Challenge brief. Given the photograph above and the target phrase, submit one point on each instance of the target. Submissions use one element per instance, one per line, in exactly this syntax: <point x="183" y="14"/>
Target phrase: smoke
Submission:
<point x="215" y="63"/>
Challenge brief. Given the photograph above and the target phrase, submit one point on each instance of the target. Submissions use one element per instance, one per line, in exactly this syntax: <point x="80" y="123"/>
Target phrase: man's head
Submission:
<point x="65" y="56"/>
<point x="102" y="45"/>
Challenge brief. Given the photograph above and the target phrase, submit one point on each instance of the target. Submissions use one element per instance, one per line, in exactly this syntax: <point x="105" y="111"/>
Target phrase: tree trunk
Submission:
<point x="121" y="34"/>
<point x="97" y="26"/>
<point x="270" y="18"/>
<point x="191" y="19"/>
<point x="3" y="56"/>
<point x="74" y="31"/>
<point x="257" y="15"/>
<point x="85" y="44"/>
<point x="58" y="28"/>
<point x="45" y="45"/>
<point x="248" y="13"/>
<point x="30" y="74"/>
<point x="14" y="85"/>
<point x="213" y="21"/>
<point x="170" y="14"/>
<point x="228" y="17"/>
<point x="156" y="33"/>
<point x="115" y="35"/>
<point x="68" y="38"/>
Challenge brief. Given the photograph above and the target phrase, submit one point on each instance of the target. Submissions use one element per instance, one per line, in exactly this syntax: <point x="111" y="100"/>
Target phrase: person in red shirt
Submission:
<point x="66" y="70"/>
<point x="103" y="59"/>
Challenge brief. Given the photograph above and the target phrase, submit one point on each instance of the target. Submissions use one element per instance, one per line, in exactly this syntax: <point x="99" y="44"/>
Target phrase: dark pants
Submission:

[WHAT THE TASK ASKS]:
Copy out all of the records above with nothing altered.

[ANSWER TO THIS TASK]:
Challenge brief. Given the photograph above and the target phrase, submit one point on each instance of the target. Submissions use one element per instance, one per line, in exactly this syntax: <point x="183" y="14"/>
Target phrase: smoke
Submission:
<point x="215" y="63"/>
Challenge brief. Given the photograph above and the target phrase, submit one point on each instance of the target. Submissions use one element per instance, one per line, in exactly this syntax: <point x="80" y="123"/>
Target phrase: man's head
Submission:
<point x="65" y="56"/>
<point x="102" y="45"/>
Challenge brief. Given the photograph above and the target phrase, submit one point on each instance of the target. Submissions use one element per instance, one per line, in exactly this syntax: <point x="105" y="111"/>
Target phrase: tree trunk
Submission:
<point x="121" y="34"/>
<point x="97" y="26"/>
<point x="270" y="18"/>
<point x="191" y="19"/>
<point x="3" y="56"/>
<point x="74" y="31"/>
<point x="257" y="15"/>
<point x="85" y="44"/>
<point x="58" y="28"/>
<point x="45" y="45"/>
<point x="248" y="13"/>
<point x="30" y="74"/>
<point x="14" y="85"/>
<point x="213" y="21"/>
<point x="170" y="14"/>
<point x="228" y="17"/>
<point x="156" y="33"/>
<point x="115" y="35"/>
<point x="68" y="38"/>
Challenge brief. Given the photograph above and the target phrase, submit one point on each instance of the target. Submissions use one element per instance, one per line, in exactly this syntax: <point x="111" y="100"/>
Target phrase: person in red shirt
Submission:
<point x="66" y="70"/>
<point x="103" y="59"/>
Challenge brief. Given the photograph above and the target phrase, submit one point on each instance of the target. Submissions use one element per instance, one per line, in exactly this syntax: <point x="99" y="44"/>
Target phrase: dark pants
Submission:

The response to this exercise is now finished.